TEXT FOR ANALYSIS:
- - -

Many healthcare workers who got booster ahead of deadline frustrated by last-minute change
[anvplayer video=”5090870″ station=”998131″]
ROCHESTER, N.Y. (WHEC) — Health care workers will not have to get their COVID boosters by Monday or lose their jobs after all.
On Friday the New York State Department of Health (NYSDOH) announced it’s holding off on its booster mandate deadline.
Some workers had waited right until the last minute to get a booster but ultimately not enough of them have rolled up their sleeves.
“We all put it off till the very last minute because we didn’t want to get the vaccine,” exclaimed Randi Scholes, who works at a Batavia nursing home and a Medina dialysis center, decided she’d had enough.
After getting sick from her first two Moderna vaccines, she didn’t want a booster, even as the pressure picked up ahead of the state’s Monday deadline, for health care workers to get that third shot, and she’d seen what happened when previous vax deadlines hit last year.
“There is the deadline and, all of a sudden, this person doesn’t show up for work,” she recalled. “They’re not working here anymore. We all knew it’s because they didn’t get their vaccine.”
But the NYSDOH now says it will not enforce the mandate for health care workers for now and those not yet boostered can go back to work on Monday.
Gov. Kathy Hochul has been warning keeping unboostered workers off the job might make a manpower crisis worse.
And in her announcement, Health Commissioner Mary Bassett said “the reality is that not enough healthcare workers will be boosted by next week’s requirement in order to avoid substantial staffing issues in our already overstressed healthcare system.”
Too late for Randi Scholes.
“I went and got the vaccine today,” Scholes said. “Went back to work, two hours later, we got a message from work saying there is no longer a vaccine mandate. So that does not make me very happy.“
The news is a relief at Rochester health facilities.
In a statement, UR Medicine said it’ll keep encouraging its people to get boosters but that "This decision gives us flexibility to continue to meet our patients’ needs without interruption.”
Randy Scholes says she’ll be back at work next week.
“I can’t even really wrap my head around it. It’s just very disturbing to me right now,” she said.
The state says this booster reprieve will last at least three months.

- - -

STUDY MATERIAL:
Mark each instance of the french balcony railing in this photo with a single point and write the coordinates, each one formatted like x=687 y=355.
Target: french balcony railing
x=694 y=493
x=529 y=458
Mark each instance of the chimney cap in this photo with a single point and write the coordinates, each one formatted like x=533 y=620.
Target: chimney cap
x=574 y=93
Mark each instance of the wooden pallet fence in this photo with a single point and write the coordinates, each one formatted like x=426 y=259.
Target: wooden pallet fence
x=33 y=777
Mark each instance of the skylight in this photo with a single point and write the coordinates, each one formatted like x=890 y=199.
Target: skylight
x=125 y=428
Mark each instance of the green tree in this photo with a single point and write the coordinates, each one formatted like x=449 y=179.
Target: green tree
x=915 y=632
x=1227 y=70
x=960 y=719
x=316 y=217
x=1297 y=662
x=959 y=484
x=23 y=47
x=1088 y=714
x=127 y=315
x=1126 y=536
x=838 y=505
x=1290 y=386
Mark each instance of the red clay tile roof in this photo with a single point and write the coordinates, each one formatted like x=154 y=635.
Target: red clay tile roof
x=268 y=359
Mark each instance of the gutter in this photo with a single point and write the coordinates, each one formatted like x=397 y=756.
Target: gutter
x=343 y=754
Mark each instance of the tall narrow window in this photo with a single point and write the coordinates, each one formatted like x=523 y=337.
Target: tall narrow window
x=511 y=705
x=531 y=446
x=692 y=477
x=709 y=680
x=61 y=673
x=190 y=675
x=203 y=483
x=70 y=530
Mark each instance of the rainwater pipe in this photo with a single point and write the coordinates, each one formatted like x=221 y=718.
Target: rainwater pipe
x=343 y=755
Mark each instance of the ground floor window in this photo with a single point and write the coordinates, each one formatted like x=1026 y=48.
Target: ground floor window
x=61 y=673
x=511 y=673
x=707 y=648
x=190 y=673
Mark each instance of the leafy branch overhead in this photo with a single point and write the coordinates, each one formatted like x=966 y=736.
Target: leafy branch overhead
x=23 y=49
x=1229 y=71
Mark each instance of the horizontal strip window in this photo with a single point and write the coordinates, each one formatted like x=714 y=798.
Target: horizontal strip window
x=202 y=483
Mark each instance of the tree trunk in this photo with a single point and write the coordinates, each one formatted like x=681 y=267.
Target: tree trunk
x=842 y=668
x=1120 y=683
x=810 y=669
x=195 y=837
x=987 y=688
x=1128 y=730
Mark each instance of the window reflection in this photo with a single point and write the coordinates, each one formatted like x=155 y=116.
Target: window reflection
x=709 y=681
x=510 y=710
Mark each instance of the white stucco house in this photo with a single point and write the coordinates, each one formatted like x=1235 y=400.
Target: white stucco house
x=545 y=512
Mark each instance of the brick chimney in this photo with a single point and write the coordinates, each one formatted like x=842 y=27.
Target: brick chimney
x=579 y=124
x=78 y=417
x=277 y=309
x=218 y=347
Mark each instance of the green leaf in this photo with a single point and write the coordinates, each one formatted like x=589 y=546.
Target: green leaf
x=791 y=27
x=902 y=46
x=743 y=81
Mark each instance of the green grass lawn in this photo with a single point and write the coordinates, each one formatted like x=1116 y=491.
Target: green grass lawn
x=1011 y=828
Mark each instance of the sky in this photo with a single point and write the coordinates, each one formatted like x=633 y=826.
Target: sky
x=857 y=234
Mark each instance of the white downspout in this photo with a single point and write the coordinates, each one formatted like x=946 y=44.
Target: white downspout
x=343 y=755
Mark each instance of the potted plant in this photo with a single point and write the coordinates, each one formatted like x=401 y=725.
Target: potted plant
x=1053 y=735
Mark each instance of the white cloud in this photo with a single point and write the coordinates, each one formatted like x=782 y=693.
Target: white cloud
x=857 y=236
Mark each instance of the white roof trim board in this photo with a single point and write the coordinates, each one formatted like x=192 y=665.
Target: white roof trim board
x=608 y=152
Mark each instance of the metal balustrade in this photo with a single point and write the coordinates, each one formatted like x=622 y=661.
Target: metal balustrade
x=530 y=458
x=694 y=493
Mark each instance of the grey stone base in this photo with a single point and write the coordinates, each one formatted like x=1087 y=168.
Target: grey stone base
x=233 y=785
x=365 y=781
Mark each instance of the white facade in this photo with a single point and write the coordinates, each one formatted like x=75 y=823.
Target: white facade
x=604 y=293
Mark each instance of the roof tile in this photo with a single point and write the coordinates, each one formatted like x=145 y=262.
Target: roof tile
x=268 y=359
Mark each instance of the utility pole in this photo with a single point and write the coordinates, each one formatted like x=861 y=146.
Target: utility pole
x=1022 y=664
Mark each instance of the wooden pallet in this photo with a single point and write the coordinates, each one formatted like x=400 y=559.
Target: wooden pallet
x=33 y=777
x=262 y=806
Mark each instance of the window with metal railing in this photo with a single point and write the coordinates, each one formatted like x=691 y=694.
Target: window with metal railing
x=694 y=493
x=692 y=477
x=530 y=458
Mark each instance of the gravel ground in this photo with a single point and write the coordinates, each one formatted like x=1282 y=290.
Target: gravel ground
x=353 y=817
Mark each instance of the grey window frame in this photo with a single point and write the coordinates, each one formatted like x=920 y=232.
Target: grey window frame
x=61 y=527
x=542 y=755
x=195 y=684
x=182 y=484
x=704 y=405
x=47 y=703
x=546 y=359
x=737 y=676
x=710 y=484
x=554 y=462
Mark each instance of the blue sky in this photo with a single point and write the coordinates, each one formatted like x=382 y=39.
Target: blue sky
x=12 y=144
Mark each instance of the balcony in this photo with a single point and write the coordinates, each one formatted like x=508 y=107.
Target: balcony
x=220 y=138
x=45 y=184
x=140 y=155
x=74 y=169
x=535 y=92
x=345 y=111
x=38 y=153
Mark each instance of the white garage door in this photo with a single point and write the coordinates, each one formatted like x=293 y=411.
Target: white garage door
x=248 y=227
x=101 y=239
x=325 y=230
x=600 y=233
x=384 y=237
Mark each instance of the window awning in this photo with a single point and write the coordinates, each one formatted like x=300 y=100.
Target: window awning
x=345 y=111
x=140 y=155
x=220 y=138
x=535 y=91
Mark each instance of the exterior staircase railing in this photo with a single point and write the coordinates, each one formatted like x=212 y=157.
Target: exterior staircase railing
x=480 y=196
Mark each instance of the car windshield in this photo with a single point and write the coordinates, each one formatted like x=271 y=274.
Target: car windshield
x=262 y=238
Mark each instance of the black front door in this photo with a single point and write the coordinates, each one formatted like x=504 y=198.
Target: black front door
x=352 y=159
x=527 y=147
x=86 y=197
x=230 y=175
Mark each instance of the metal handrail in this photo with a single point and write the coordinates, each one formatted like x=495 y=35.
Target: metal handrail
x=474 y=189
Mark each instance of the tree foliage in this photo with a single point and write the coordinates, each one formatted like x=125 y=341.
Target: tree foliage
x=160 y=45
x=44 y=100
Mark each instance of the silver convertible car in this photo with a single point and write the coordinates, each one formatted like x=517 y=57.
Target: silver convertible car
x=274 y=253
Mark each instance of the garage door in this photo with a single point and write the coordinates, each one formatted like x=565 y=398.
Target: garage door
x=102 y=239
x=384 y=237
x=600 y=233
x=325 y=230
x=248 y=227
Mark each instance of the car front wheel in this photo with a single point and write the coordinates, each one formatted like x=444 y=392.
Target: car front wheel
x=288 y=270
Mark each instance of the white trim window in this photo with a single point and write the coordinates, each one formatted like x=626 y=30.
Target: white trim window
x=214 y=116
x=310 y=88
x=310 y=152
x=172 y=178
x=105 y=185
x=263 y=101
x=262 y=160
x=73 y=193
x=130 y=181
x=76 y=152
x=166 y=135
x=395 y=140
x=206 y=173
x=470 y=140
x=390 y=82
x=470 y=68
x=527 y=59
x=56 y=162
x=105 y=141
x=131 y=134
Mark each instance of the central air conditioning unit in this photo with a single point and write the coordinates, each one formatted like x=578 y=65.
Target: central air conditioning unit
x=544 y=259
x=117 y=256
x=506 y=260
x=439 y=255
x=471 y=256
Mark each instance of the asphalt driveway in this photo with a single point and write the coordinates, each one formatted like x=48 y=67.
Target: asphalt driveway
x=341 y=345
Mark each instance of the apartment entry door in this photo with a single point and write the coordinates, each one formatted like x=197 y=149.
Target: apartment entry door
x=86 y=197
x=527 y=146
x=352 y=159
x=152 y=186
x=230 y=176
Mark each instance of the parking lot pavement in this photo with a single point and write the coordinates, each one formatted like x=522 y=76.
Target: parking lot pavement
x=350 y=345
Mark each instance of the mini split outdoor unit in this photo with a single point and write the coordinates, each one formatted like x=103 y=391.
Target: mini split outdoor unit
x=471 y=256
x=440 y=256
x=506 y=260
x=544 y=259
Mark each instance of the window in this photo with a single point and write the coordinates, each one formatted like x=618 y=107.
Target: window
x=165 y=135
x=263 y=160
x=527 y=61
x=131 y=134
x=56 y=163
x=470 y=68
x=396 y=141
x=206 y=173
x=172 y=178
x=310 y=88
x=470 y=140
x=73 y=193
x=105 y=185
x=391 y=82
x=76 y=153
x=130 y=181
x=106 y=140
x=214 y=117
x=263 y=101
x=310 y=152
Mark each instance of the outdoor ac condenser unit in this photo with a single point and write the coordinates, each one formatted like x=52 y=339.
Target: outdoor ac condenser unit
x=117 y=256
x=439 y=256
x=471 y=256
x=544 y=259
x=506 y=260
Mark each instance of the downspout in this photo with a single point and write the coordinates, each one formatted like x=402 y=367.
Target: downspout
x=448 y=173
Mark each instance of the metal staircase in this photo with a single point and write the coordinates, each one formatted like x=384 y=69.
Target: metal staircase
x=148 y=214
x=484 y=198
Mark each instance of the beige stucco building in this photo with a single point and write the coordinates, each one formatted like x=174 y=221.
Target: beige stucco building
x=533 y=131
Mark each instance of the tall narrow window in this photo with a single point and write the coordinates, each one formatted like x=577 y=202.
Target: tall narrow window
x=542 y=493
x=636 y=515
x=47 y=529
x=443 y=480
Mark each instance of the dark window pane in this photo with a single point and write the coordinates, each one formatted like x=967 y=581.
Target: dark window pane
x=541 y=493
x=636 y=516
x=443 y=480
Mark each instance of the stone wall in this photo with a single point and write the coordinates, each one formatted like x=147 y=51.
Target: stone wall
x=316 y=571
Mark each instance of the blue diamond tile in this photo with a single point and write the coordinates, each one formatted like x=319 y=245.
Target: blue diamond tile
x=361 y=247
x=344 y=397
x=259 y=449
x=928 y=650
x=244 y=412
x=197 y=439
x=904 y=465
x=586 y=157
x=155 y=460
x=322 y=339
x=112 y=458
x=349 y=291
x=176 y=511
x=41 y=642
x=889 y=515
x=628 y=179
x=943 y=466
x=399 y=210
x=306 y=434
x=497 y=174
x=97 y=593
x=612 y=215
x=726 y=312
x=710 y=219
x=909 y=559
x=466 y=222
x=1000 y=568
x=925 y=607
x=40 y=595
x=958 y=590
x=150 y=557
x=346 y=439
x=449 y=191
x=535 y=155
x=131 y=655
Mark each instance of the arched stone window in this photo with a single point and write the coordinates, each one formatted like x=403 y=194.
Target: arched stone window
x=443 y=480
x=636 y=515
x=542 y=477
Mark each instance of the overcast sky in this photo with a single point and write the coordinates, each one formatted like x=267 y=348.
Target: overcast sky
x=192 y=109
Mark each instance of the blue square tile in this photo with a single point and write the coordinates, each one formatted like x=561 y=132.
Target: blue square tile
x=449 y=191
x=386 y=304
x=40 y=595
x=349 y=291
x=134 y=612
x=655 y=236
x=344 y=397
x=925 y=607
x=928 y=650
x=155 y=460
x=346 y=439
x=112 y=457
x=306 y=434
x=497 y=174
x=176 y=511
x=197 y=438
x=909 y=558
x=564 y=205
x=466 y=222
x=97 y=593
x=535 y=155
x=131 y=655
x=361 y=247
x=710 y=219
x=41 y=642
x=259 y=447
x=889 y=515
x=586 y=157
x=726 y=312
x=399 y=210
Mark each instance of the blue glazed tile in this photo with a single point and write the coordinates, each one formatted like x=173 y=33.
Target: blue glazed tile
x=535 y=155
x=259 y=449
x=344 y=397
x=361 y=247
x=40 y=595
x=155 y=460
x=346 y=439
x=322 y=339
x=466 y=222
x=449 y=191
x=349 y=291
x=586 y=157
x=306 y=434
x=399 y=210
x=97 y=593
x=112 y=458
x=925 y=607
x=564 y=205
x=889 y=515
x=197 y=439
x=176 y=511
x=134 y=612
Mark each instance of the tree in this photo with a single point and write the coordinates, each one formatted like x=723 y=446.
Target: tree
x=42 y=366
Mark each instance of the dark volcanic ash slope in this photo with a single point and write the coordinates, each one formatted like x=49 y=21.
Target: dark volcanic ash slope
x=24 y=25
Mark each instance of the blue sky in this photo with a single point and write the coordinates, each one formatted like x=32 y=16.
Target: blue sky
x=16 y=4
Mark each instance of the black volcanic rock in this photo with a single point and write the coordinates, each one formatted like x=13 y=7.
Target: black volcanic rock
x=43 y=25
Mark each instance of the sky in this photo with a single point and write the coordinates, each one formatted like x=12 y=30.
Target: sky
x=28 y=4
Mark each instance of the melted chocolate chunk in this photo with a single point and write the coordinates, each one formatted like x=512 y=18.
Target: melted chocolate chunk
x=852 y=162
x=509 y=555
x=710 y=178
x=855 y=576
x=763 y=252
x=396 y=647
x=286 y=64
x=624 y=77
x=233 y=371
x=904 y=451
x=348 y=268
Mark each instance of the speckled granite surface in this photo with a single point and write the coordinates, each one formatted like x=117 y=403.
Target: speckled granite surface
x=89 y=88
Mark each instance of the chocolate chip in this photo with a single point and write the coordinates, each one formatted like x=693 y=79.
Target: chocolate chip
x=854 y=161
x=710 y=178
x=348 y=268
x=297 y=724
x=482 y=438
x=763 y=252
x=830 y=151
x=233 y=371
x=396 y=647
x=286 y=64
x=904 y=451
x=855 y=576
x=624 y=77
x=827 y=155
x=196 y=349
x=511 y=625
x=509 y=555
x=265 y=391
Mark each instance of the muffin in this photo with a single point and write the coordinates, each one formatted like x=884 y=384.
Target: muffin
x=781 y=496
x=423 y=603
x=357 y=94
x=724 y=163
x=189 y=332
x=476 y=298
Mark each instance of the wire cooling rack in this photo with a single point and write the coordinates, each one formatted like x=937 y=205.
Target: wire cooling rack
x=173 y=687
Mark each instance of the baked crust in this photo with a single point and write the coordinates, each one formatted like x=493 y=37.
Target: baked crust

- - -

ASSIGNMENT 1:
Answer these from the article on the booster deadline, one line each:
(a) Where does Randi Scholes work?
(b) What is the name of the Health Commissioner quoted in the announcement?
(c) How long does the state say the booster reprieve will last?
ASSIGNMENT 2: List every city or town named in the article on the booster deadline.
ASSIGNMENT 3: Copy the article on the booster deadline verbatim between "After getting sick" and "work on Monday.", inclusive.

TASK RESULT 1:
(a) At a Batavia nursing home and a Medina dialysis center.
(b) Mary Bassett.
(c) At least three months.

TASK RESULT 2:
Rochester
Batavia
Medina

TASK RESULT 3:
After getting sick from her first two Moderna vaccines, she didn’t want a booster, even as the pressure picked up ahead of the state’s Monday deadline, for health care workers to get that third shot, and she’d seen what happened when previous vax deadlines hit last year.
“There is the deadline and, all of a sudden, this person doesn’t show up for work,” she recalled. “They’re not working here anymore. We all knew it’s because they didn’t get their vaccine.”
But the NYSDOH now says it will not enforce the mandate for health care workers for now and those not yet boostered can go back to work on Monday.